**Instruction**
Continue the passage below on estimating an autoregressive filter and an excitation covariance, starting right after its final sentence.

**Given passage**
+---+

1.: Apply to y_n an ARMA estimation algorithm in order to estimate its autoregressive part, H(z).
2.: Compute the filters 1+a₁^(k)z^-1+a₂^(k) z^-2 combining the L pairs of H(z) conjugate roots.

We propose to estimate H(z) using the subspace parameter algorithm described in [Stoica & Moses 1997, p. 115]. This method is based on the singular value decomposition of the estimated Block-Hankel matrix of covariances $\hat{C}_{y,M}$ whose element (i,j) are the estimated autocorrelations y_n at lag |i+j-1|. Let $\hat{\Sigma}$ the diagonal matrix made from the 2L principal singular values of $\hat{C}_{y,M}$ and $\hat{U}$ the matrix containing the associated 2L left singular vectors. Let $\overline{\Gamma}$ and $\underline{\Gamma}$ be the matrices made from the first and last, M-1 rows of $\hat{U}\hat{\Sigma}^{1/2}$ . The roots of H(z) are given by the eigenvalues of matrix $\Phi$ , the least square solution of the system $\overline{\Gamma} \Phi = \underline{\Gamma}$ .

3.4 Estimation of the excitation covariance

The second step of the method consists in replacing $\theta$ by its estimated value $\hat{\theta}$ and estimating the covariance of the vector $\vec{E}_n$ . The derivation of an efficient algorithm for this requires a signal model that explicitly involves this vector process. A solution is to use a state space representation of y_n.

+---+

**Provided material**

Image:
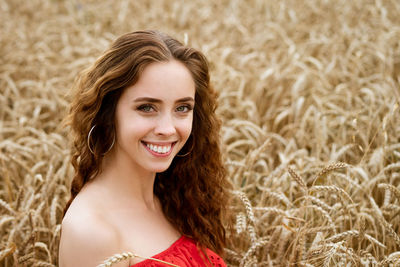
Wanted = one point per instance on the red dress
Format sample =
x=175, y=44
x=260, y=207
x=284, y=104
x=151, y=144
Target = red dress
x=183, y=253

+---+

**Answer below**
It can be easily verified that, up to a shift in the excitation, each mode can be represented by the following state space representation:

$\begin{displaymath} \vec{X}_{n+1}^{(k)}=F^{(k)} \vec{X}_n+G^{(k)} \vec{E}_n^{(k)},\quad x_n^{(k)}=H^{(k)^t} \vec{X}_n.\end{displaymath}$ (12)

with:

$\begin{displaymath} F^{(k)}= \left( \begin{array} {cc} 0 & -a_2^{(k)} \\ 1 & -... ...uad H^{(k)}=\left(\begin{array} {c} 0 \\ 1\end{array}\right).\end{displaymath}$

Consequently, a state space representation of y_n is obtained by the concatenation of the previous models:

$\begin{displaymath} \vec{X}_{n+1}=F \vec{X}_n+G\vec{E}_n,\quad y_n=H^t \vec{X}_n+w_n,\end{displaymath}$ (13)

where F is a $2L\times 2L$ block diagonal matrix with the matrices F^(k) on the diagonal. H is the $2L \times 1$ vector obtained by concatenation of the H^(k), and G is the $2L \times L$ matrix having as non-zero elements G(2k,2)=1, $k=1,~\ldots,~L$ . The unobserved set of states will be referred ${\cal X}_N=\{\vec{X}_0,~\ldots,~\vec{X}_{N-1}\}$ .

It is worth noting that the model (13), contrary to the model (2,3), allows a simple expression of the power spectrum density (PSD), [Anderson & Moore 1979, p. 75]:

$\begin{eqnarray} \lefteqn{S_y(\omega)=}\\ && [H^t(zI-F)^{-1}GQ\nonumber G^t(z^{-1}I-F^t)^{-1}H+\sigma^2]_{z=e^{j\omega}}.\end{eqnarray}$ (14)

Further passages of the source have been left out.